§ **WHAT YOU NEED TO DO**
Reproduce the following records verbatim, line by line, without any alteration.

═══ DATA TO USE ═══

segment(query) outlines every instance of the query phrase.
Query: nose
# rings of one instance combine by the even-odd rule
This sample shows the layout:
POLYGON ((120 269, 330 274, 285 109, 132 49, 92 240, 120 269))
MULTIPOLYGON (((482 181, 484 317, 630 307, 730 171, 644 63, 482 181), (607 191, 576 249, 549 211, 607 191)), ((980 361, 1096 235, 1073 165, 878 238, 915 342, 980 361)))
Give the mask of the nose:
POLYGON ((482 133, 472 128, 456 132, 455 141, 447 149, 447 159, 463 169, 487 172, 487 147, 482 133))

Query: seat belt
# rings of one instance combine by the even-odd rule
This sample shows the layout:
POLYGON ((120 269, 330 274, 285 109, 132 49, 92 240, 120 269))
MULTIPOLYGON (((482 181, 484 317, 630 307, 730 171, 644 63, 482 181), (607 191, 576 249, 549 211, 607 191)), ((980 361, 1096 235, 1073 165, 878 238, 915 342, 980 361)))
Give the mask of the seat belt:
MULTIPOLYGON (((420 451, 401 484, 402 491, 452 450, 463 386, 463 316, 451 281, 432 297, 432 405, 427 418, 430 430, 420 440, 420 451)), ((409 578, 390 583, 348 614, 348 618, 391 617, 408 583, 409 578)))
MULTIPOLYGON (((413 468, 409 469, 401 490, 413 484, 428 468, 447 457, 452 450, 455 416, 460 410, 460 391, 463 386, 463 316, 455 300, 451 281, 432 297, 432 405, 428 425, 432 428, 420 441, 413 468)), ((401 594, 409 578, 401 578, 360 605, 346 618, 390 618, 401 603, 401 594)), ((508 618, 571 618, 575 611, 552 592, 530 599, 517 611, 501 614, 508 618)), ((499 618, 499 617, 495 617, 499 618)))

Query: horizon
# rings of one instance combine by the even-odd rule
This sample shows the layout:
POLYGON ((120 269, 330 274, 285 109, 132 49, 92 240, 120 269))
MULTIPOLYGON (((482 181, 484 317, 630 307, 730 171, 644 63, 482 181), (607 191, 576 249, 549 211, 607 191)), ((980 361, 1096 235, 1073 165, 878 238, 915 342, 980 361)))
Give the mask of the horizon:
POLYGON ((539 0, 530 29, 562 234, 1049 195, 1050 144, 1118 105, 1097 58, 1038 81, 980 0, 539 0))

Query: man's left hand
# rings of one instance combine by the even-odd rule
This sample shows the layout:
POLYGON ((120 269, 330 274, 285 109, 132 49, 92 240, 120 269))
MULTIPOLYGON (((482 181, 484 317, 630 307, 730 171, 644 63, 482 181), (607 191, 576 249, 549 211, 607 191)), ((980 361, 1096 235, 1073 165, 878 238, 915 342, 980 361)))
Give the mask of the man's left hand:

═══

§ **TASK OUTPUT**
segment(query) outlines every instance of the query phrase.
Query: nose
# rings of one instance combine by the even-odd rule
This sample shows the layout:
POLYGON ((120 269, 330 274, 285 109, 132 49, 92 240, 120 269))
MULTIPOLYGON (((482 181, 484 317, 630 307, 730 171, 644 63, 482 181), (607 191, 576 249, 549 211, 607 191)), ((980 361, 1096 235, 1073 165, 878 238, 915 342, 980 361)))
Give the mask of the nose:
POLYGON ((482 133, 472 128, 456 132, 455 141, 447 149, 447 159, 463 169, 487 172, 487 147, 482 133))

Query: seat belt
# rings of one instance combine by the even-odd rule
This sample shows the layout:
POLYGON ((120 269, 330 274, 285 109, 132 49, 92 240, 120 269))
MULTIPOLYGON (((482 181, 484 317, 630 307, 730 171, 644 63, 482 181), (607 191, 576 249, 549 211, 607 191)), ((980 361, 1096 235, 1073 165, 878 238, 915 342, 980 361)))
Give the mask of the seat belt:
MULTIPOLYGON (((420 451, 401 484, 402 491, 452 450, 463 386, 463 316, 451 281, 432 297, 432 405, 427 418, 430 430, 420 440, 420 451)), ((409 578, 390 583, 348 614, 348 618, 391 617, 408 583, 409 578)))
MULTIPOLYGON (((413 468, 409 469, 401 490, 413 484, 428 468, 447 457, 452 450, 455 416, 460 410, 460 391, 463 386, 463 316, 455 300, 451 281, 432 297, 432 405, 428 425, 432 428, 420 441, 413 468)), ((401 594, 409 578, 401 578, 360 605, 346 618, 390 618, 401 603, 401 594)), ((508 618, 571 618, 575 611, 552 592, 530 599, 517 611, 501 614, 508 618)), ((499 618, 499 617, 495 617, 499 618)))

Query: horizon
# rings of one instance combine by the even-odd rule
This sample shows the layout:
POLYGON ((120 269, 330 274, 285 109, 132 49, 92 240, 120 269))
MULTIPOLYGON (((482 181, 484 317, 630 307, 730 171, 644 63, 482 181), (607 191, 576 249, 549 211, 607 191)), ((980 361, 1096 235, 1073 165, 878 238, 915 342, 980 361)))
Give the mask of the horizon:
POLYGON ((539 0, 530 29, 562 234, 1049 195, 1050 144, 1118 105, 1097 58, 1038 81, 980 0, 539 0))

Query: man's left hand
# rings of one instance combine by the even-odd rule
This sample shows the layout:
POLYGON ((120 269, 330 274, 285 109, 132 49, 92 240, 120 269))
MULTIPOLYGON (((482 181, 484 317, 630 307, 730 171, 644 63, 482 181), (607 191, 576 249, 549 211, 607 191)), ((980 361, 1096 235, 1073 165, 878 238, 915 342, 980 361)))
Give the mask of the man's left hand:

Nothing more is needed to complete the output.